__Yapılacak İşlemler__
1. Barış Akademisyenleri yargılamalarına ilişkin metinden, "Bu, 2.306 duruşma" sözcüklerinin bulunduğu yerden başlayıp "gününü hapiste geçirdi." sözcüklerinden sonra biten bölümü hiçbir değişiklik yapmadan geri verin.
2. Barış Akademisyenleri yargılamalarına ilişkin metne göre Anayasa Mahkemesi, bildirinin ifade özgürlüğü kapsamında değerlendirilmesi gerektiğini belirten kararını hangi tarihte açıklamıştır?

__Sayfa Alıntısı__
★ ★ ★ ★ ★

Bu, 2.306 duruşma demekti ve her duruşma aslında sanık kürsüsünden sadece mahkeme heyetlerine değil, aslında herkese seslenme fırsatıydı. Israrla ve kararlılıkla barış sözü yinelendi. İnsan olarak sahip olduğumuz evrensel haklar, ifade özgürlüğü üzerinden savunuldu. Aynı fiilden birbirinin kopyası iddianamelerle yargılanan, savcıların da aynı mütalaaları verdiği mahkemelerde, tutarlı ve hukuki herhangi bir gerekçe göstermeksizin, son derece keyfî bir şekilde, Barış Akademisyenleri için ayrı ayrı 15 ay ile 36 ay arasında değişen mahkûmiyet kararlarına hükmedildi. Örneğin Füsun Üstel Hocamız, hakkındaki 15 aylık mahkûmiyet kararının İstinaf Mahkemesi'nde de onanmasının ardından haksız yere hapse girdi ve 76 gününü hapiste geçirdi.

Geldik 26 Temmuz 2019’a. Anayasa Mahkemesi Genel Kurulu’nu topladı ve "Bu Suça Ortak Olmayacağız!" başlıklı bildirimizin "kamu gücünü kullananlara hukuk içinde kalmaları ve meseleleri şiddeti dışlayan yöntemlerle çözmeleri çağrısı" içerdiğini saptayan kararını açıkladı.[3] Üç buçuk yıldır ısrarla vurguladığımız gibi metnimizin "ifade özgürlüğü" kapsamında değerlendirilmesi gerektiğinin altını çizdi. Yani özetle Anayasa Mahkemesi “Bu Suça Ortak Olmayacağız” bildirisini imzalayanlara yönelik cezai işlemlerin ve her türlü müdahalenin kişilerin ifade özgürlüğünün ihlali anlamına geldiğine hükmetti. İlk beraat kararı 6 Eylül 2019’da çıktı, gerekçesinde Anayasa Mahkemesi’nin hükümlerinin bağlayıcı olduğuna atıf vardı. O günden 23 Aralık 2019 tarihine kadar beraatla kapanan dosya sayımız 562.[4] Anayasa Mahkemesi kararı öncesinde, verdikleri iki yılın üzerindeki ertelemesiz hapis cezası kararlarını büyük bir iştahla yüzümüze okuyan kimi mahkemelerin duruşma yapmaksızın, alelacele dosya kapattığına, verilen karar beraat olunca yüzümüze okumaktan imtina ettiğine tanık olduk.

★ ★ ★ ★ ★

__Veri Kesiti__
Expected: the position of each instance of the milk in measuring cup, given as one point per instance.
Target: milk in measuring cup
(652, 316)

★ ★ ★ ★ ★

__Yanıt Listesi__
1.
Bu, 2.306 duruşma demekti ve her duruşma aslında sanık kürsüsünden sadece mahkeme heyetlerine değil, aslında herkese seslenme fırsatıydı. Israrla ve kararlılıkla barış sözü yinelendi. İnsan olarak sahip olduğumuz evrensel haklar, ifade özgürlüğü üzerinden savunuldu. Aynı fiilden birbirinin kopyası iddianamelerle yargılanan, savcıların da aynı mütalaaları verdiği mahkemelerde, tutarlı ve hukuki herhangi bir gerekçe göstermeksizin, son derece keyfî bir şekilde, Barış Akademisyenleri için ayrı ayrı 15 ay ile 36 ay arasında değişen mahkûmiyet kararlarına hükmedildi. Örneğin Füsun Üstel Hocamız, hakkındaki 15 aylık mahkûmiyet kararının İstinaf Mahkemesi'nde de onanmasının ardından haksız yere hapse girdi ve 76 gününü hapiste geçirdi.

2. 26 Temmuz 2019.